Excerpted text.
=-=-=

So you have to question the strategy. One of the things I like to discuss with clients and athletes is what’s the risk and what is the reward vs. the risk? You want to make sure people take those calculated risks. God knows how long this may take to settle and it might just not be worth it. I represent north of 50 NHL players come training camp and these guys can’t be bothered with legal discussions or tax discussions. They’re focused on playing hockey. This is going to be a huge distraction for John and his family if it doesn’t get settled quickly.
Kevyn Nightingale
He only had to pay Canadian tax of 15% on the signing bonus portion that he received prior to coming to Canada.
Darren Coleman
So I think his assumption was he was not a resident of Canada. I think that’s what CRA is challenging.
Kevyn Nightingale
He was by all accounts a non-resident of Canada because he was living in New York and playing for the Islanders, and had not yet come to Canada when he got this portion of the signing bonus. Now he ultimately did move to Canada, but that was after the fact. So we’re only talking about the part that he received prior to coming to Canada. The deal is if you have a signing bonus and it’s properly authorized as a signing bonus, and you’re a non-resident of Canada and it’s paid by a Canadian team, your Canadian tax goes down from 53.5% to 15% so that is a sizeable savings. As a resident of the US he has to pay US tax on his worldwide income. And he’s paying US tax, and he’s paying New York state tax because he lives in New York state. Now he will get a credit for the Canadian 15% but he’s still paying effectively US and New York rates that may go as high as 45% or even more. So Shlomi is right. The savings are about a million dollars.

=-=-=

Given request.
Answer these questions about the tax discussion:
(a) How many NHL players does the first speaker say he represents come training camp?
(b) What rate of Canadian tax was paid on the portion of the signing bonus received before the player came to Canada?
(c) Which team was the player playing for while living in New York?
The entries placed after this sentence aren't needed.

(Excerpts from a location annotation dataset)
=-=-=

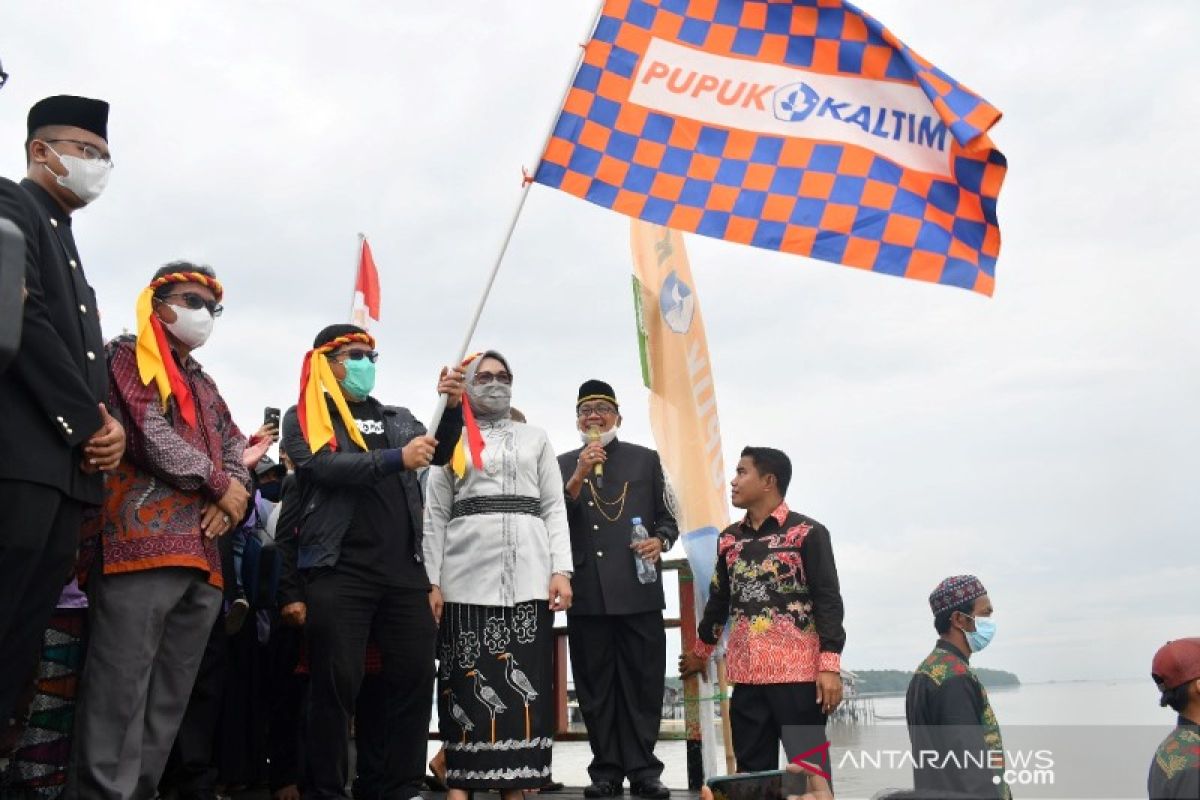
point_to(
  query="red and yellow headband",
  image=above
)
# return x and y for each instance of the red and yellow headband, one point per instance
(153, 352)
(316, 379)
(190, 277)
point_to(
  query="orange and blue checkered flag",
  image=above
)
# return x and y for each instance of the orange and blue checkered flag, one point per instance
(803, 126)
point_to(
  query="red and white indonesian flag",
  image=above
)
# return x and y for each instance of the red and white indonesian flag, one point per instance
(365, 310)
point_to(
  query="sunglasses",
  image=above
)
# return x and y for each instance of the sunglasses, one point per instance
(196, 302)
(358, 355)
(603, 409)
(484, 378)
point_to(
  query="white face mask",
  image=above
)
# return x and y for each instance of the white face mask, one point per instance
(192, 326)
(605, 438)
(87, 178)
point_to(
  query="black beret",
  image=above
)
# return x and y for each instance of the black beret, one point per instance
(331, 332)
(595, 389)
(67, 109)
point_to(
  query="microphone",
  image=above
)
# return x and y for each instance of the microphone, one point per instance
(597, 469)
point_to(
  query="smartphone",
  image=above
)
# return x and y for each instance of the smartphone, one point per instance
(751, 786)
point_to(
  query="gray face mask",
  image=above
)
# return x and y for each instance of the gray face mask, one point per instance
(490, 402)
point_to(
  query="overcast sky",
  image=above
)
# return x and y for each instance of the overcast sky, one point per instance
(1044, 439)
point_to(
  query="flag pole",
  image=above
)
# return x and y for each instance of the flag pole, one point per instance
(439, 409)
(358, 265)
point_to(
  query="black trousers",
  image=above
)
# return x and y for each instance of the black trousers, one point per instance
(619, 662)
(343, 613)
(287, 695)
(371, 739)
(39, 537)
(763, 715)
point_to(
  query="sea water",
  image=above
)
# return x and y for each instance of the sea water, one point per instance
(1107, 710)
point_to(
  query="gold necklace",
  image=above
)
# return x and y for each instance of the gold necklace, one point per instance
(601, 503)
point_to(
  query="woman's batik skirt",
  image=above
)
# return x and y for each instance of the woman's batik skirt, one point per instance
(496, 701)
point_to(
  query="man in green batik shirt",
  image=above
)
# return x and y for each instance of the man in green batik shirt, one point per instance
(1175, 771)
(955, 738)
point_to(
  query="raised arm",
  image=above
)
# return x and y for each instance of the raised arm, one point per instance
(438, 505)
(331, 467)
(665, 524)
(553, 509)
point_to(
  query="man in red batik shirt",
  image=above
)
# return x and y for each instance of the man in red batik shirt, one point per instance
(155, 589)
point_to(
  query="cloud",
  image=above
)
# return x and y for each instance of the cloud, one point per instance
(1043, 439)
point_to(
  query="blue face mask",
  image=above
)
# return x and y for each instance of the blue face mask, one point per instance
(359, 378)
(981, 637)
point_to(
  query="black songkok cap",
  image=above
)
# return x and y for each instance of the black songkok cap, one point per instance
(595, 389)
(331, 332)
(67, 109)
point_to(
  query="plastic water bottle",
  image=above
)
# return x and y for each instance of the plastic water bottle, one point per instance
(646, 570)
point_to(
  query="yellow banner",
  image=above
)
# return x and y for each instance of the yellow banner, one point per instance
(683, 395)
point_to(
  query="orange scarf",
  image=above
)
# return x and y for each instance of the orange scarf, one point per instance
(474, 439)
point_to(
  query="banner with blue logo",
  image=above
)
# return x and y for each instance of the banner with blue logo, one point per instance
(805, 127)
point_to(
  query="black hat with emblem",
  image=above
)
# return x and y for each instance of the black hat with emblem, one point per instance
(67, 109)
(595, 389)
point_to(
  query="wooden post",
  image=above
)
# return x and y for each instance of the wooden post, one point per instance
(562, 721)
(726, 725)
(691, 685)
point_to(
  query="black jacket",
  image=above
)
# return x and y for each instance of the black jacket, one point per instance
(605, 579)
(325, 483)
(51, 394)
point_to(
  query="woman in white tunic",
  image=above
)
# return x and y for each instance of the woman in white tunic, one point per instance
(498, 553)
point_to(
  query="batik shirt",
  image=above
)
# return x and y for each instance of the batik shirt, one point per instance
(1175, 771)
(778, 588)
(169, 474)
(948, 713)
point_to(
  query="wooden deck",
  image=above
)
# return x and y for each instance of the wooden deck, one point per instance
(569, 793)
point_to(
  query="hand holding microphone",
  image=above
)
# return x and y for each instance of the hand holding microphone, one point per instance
(597, 455)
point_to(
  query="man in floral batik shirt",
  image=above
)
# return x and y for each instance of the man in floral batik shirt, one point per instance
(777, 583)
(1175, 771)
(947, 707)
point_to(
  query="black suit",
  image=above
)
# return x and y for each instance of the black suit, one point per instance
(49, 397)
(615, 624)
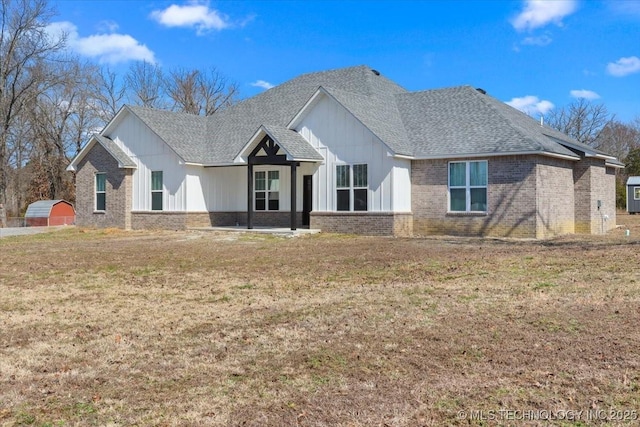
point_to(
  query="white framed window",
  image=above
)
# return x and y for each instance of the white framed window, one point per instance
(156, 190)
(266, 190)
(352, 187)
(468, 186)
(101, 192)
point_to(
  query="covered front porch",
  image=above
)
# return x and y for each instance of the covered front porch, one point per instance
(277, 146)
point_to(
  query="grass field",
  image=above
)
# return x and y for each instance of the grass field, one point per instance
(115, 328)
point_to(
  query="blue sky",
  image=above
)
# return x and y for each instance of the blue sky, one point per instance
(535, 55)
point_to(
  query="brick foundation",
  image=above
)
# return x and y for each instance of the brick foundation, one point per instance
(366, 223)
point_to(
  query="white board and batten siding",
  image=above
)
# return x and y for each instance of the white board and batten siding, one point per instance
(150, 153)
(341, 139)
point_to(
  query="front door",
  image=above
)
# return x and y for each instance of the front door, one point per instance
(307, 199)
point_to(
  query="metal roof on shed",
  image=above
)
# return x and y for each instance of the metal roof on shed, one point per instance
(42, 208)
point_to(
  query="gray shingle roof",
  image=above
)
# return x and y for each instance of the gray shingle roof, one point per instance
(462, 121)
(293, 143)
(633, 180)
(451, 122)
(184, 133)
(124, 161)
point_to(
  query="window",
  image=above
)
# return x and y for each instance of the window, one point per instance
(352, 188)
(101, 191)
(156, 190)
(468, 186)
(267, 190)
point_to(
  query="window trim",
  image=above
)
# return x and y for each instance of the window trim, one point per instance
(267, 191)
(467, 187)
(96, 192)
(351, 187)
(161, 191)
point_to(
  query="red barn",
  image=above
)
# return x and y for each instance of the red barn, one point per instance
(50, 212)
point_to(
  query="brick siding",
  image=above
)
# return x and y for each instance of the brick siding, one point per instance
(516, 206)
(594, 181)
(555, 197)
(366, 223)
(528, 196)
(117, 211)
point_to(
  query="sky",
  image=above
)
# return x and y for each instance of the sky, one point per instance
(536, 55)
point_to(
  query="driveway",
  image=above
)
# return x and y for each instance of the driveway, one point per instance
(23, 231)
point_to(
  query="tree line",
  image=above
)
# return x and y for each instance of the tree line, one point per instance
(51, 102)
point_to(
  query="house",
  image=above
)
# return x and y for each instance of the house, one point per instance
(350, 151)
(633, 194)
(49, 213)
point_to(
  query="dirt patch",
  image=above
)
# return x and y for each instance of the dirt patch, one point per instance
(203, 328)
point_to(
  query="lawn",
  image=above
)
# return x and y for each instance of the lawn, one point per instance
(115, 328)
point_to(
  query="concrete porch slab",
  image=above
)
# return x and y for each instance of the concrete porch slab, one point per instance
(278, 231)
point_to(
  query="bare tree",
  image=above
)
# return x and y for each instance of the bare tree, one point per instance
(183, 87)
(110, 95)
(617, 139)
(581, 120)
(62, 118)
(24, 44)
(217, 92)
(145, 83)
(199, 92)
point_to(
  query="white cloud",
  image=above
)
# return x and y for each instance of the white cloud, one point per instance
(108, 26)
(543, 40)
(583, 93)
(531, 105)
(106, 48)
(624, 66)
(538, 13)
(194, 15)
(263, 84)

=-=-=

Completed task.
(a) North of 50.
(b) 15%.
(c) The Islanders.